_Passage shown_
----
Reviews London TheatreOWE & Fringe Published 26 January 2016

Review: Clickbait at Theatre503

Theatre 503 ⋄ 19th January - 13th February 2016

A sex tape empire grows, but the trauma behind it is never fully explored in Milly Thomas’ Clickbait.

Sally Hales
Georgia Groome in Clickbait at Theatre 503, London. Photo: Oliver King

Georgia Groome in Clickbait at Theatre 503, London. Photo: Oliver King

Porn is nothing new and revenge is probably as old mankind itself. But slam the two together in a world where we all walk around with recording devices in our pockets and a phenomenon is born.

Nicola Barker did something with some men in a club in Ibiza – or did they do something to her? – that her granny wouldn’t want to see. The kind of thing that, until fairly recently, could be buried in the memory: a mistake to learn from or a wistful smile-inducing remembrance of a wild and well-lived youth.
----
_Data for this task_

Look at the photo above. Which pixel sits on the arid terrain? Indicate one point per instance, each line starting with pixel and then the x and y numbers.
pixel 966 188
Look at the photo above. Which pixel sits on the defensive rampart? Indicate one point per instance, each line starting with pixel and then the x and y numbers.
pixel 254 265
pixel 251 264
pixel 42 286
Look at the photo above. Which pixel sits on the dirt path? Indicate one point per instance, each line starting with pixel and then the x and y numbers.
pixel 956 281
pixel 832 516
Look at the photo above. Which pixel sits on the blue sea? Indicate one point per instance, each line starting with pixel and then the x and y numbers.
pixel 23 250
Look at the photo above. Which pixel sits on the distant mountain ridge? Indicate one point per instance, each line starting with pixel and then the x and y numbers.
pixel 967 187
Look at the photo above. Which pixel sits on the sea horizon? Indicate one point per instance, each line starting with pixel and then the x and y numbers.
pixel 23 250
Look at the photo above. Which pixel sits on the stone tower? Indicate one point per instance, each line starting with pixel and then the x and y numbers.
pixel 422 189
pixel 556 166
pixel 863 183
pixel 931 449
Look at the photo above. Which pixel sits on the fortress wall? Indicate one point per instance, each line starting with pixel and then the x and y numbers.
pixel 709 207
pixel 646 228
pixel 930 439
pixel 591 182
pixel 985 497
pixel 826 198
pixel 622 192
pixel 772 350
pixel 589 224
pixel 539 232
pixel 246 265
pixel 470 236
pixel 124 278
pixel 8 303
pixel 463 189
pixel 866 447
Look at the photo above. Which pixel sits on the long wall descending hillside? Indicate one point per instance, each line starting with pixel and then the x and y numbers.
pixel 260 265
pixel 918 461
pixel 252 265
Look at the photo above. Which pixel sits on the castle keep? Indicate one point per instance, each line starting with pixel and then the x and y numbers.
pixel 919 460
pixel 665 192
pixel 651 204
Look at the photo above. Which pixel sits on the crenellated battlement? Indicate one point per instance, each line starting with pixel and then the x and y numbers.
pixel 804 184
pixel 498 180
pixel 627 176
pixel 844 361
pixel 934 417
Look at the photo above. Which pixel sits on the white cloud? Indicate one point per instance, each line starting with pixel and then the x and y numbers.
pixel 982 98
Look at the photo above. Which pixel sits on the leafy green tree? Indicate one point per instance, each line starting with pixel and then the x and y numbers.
----
_Tasks to complete_
1 – According to the review of Clickbait, who wrote the play?
2 – Pick out every line in the listing that contains the word "wall".

_Answers to the tasks_
1 – Milly Thomas

2 –
Look at the photo above. Which pixel sits on the fortress wall? Indicate one point per instance, each line starting with pixel and then the x and y numbers.
Look at the photo above. Which pixel sits on the long wall descending hillside? Indicate one point per instance, each line starting with pixel and then the x and y numbers.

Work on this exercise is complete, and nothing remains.